==== Data under study

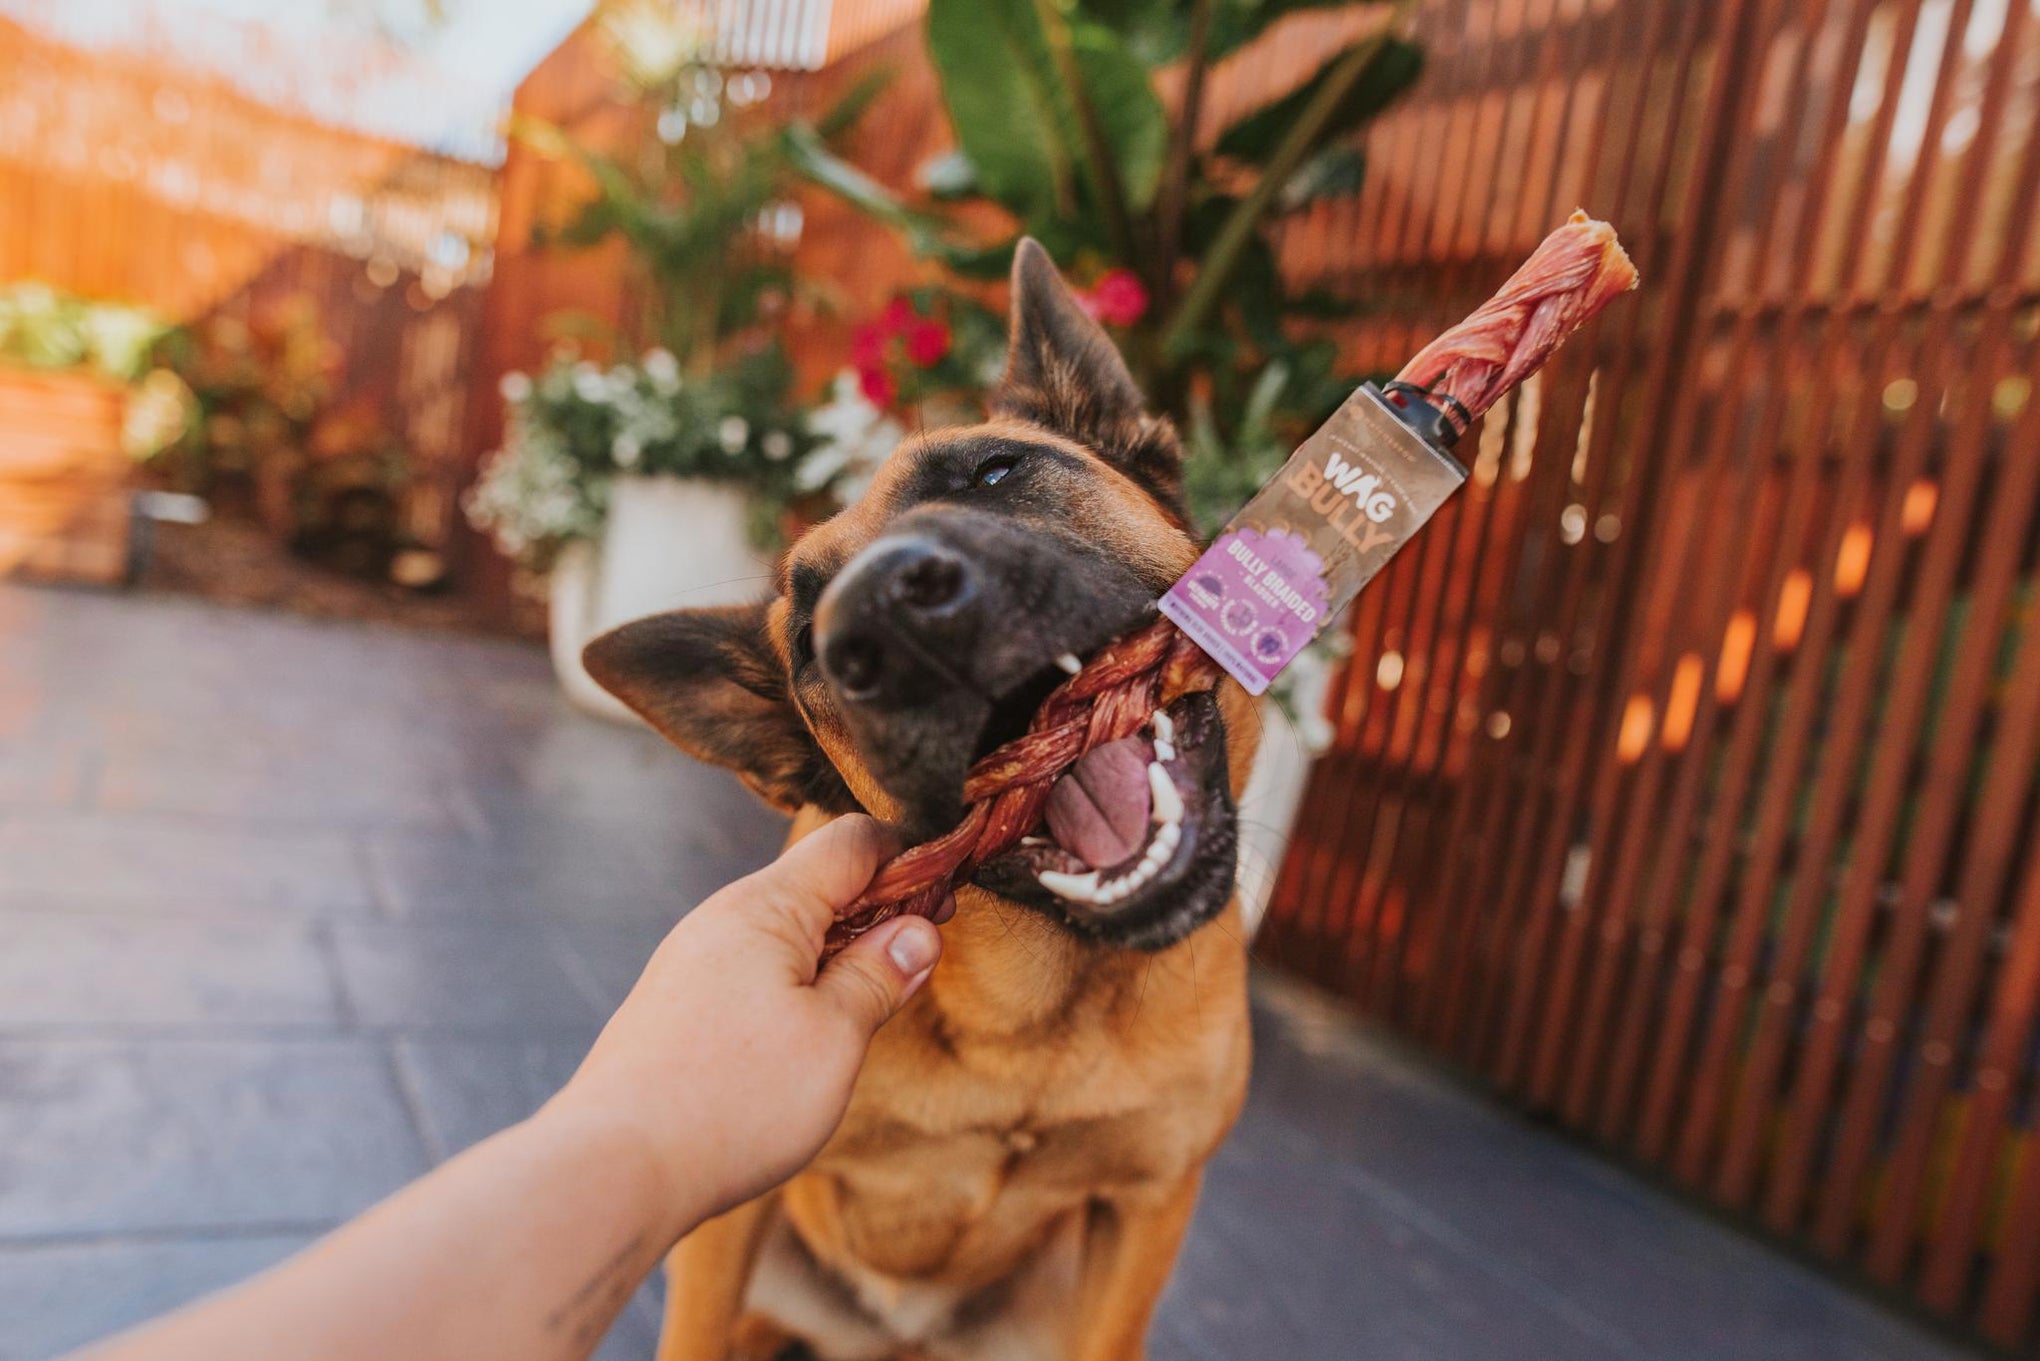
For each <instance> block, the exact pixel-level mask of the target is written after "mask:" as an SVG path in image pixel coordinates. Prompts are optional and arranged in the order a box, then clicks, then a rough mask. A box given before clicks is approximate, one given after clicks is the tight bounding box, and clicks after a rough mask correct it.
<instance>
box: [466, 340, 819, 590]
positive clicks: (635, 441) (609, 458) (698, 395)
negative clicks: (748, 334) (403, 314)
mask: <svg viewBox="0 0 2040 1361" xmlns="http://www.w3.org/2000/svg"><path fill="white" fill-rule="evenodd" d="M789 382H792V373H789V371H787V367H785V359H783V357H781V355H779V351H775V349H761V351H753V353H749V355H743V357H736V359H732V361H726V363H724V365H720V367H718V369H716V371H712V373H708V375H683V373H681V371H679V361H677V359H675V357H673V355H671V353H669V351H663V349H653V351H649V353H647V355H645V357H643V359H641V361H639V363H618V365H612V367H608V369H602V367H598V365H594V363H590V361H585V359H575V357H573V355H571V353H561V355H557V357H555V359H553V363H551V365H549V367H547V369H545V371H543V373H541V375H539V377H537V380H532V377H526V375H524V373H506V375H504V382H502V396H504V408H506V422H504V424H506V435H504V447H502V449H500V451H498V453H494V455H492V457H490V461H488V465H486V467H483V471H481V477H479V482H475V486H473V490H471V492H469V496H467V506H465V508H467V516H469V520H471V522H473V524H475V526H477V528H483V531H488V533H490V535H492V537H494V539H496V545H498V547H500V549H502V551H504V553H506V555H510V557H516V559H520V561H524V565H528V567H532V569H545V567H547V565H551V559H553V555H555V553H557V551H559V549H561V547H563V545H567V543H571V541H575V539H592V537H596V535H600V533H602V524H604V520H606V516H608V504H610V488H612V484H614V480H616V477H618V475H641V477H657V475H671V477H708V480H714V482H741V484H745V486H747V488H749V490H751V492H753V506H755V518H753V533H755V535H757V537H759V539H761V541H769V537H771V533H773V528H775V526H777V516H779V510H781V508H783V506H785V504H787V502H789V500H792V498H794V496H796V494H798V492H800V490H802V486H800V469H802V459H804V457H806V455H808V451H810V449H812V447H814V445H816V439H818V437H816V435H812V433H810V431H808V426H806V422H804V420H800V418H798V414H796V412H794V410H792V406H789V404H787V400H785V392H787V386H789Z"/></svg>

========
==== Data under study

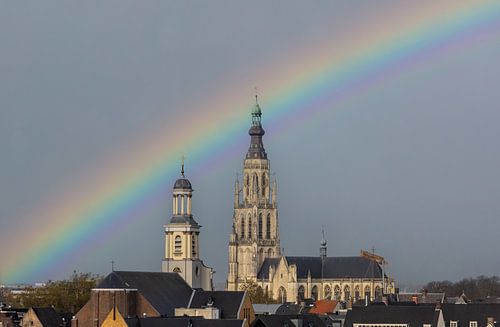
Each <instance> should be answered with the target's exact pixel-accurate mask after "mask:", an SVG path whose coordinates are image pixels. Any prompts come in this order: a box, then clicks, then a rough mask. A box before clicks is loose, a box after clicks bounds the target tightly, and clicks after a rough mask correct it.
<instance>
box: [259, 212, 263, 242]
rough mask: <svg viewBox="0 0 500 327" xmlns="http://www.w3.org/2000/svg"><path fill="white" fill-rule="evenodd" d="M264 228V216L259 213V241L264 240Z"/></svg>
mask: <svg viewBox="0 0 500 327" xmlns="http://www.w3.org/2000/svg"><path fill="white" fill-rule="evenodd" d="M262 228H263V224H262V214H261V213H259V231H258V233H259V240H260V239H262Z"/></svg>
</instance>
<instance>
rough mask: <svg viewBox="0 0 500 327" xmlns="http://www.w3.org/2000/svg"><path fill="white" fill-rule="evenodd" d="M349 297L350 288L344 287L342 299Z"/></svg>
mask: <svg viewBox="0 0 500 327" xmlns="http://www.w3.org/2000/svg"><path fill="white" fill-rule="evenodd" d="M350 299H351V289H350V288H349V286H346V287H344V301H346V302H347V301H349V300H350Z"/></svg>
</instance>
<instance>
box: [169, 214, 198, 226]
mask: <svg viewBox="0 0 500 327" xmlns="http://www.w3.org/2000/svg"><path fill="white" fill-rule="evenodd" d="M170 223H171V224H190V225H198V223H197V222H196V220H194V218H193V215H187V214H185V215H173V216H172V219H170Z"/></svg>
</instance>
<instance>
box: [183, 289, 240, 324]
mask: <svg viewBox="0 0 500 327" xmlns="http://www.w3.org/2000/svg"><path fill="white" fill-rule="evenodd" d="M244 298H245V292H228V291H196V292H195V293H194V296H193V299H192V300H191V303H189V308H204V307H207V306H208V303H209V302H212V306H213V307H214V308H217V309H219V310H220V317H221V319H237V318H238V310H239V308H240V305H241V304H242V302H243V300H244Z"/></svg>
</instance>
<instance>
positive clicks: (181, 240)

========
==== Data under study

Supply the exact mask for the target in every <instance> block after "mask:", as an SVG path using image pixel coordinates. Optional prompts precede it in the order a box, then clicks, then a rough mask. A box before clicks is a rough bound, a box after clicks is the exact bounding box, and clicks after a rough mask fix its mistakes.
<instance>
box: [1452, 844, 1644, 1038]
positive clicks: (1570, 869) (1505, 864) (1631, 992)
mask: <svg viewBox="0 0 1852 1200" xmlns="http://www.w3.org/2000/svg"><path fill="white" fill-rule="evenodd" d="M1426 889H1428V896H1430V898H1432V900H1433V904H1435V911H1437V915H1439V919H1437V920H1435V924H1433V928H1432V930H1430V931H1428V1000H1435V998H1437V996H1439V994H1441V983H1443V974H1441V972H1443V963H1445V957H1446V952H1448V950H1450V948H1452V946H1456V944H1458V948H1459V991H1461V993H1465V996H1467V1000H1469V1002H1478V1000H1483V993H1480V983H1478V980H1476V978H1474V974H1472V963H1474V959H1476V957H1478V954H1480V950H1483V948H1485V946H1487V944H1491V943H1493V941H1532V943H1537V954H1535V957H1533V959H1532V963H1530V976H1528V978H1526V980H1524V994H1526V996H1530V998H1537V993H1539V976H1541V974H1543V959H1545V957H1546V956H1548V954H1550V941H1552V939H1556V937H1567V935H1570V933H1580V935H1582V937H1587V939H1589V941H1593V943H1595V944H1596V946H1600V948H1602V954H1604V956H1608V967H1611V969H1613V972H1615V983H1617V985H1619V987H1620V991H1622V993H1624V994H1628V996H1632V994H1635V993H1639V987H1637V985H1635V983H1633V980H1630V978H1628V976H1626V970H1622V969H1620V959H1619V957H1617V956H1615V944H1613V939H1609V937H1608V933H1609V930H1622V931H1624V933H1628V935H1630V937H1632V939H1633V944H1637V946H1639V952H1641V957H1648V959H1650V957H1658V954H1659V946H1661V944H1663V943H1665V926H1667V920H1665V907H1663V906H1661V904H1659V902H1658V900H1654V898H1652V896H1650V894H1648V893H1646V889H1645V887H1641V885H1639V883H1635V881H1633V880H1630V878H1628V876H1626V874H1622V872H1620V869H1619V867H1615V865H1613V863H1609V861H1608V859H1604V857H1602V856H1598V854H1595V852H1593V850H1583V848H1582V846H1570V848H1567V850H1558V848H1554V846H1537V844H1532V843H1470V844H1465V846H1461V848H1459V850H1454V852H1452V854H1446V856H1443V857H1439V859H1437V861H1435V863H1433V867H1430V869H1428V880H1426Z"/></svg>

========

> Exercise instructions
All lines above from the one containing "box: [466, 340, 819, 590]" to the one containing "positive clicks: (635, 441)" must be repeated exactly, both lines included, and no others.

> Response for this exercise
box: [466, 340, 819, 590]
positive clicks: (635, 441) (609, 458) (698, 395)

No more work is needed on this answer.